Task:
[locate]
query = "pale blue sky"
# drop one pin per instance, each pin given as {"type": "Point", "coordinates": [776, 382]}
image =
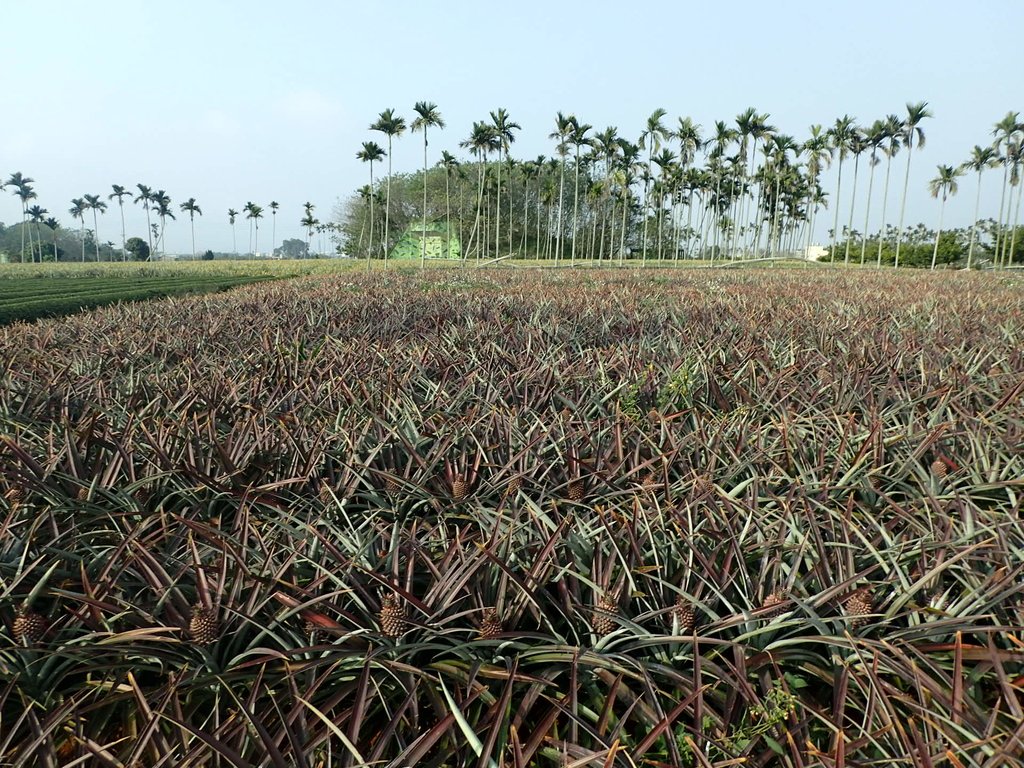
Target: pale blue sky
{"type": "Point", "coordinates": [227, 101]}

────────────────

## [Exercise goal]
For the material above, give every line again exactly and leave out the pictures.

## [Answer box]
Task:
[locate]
query = "pale blue sky"
# drop one pin per instance, each pin given as {"type": "Point", "coordinates": [776, 382]}
image =
Target: pale blue sky
{"type": "Point", "coordinates": [227, 101]}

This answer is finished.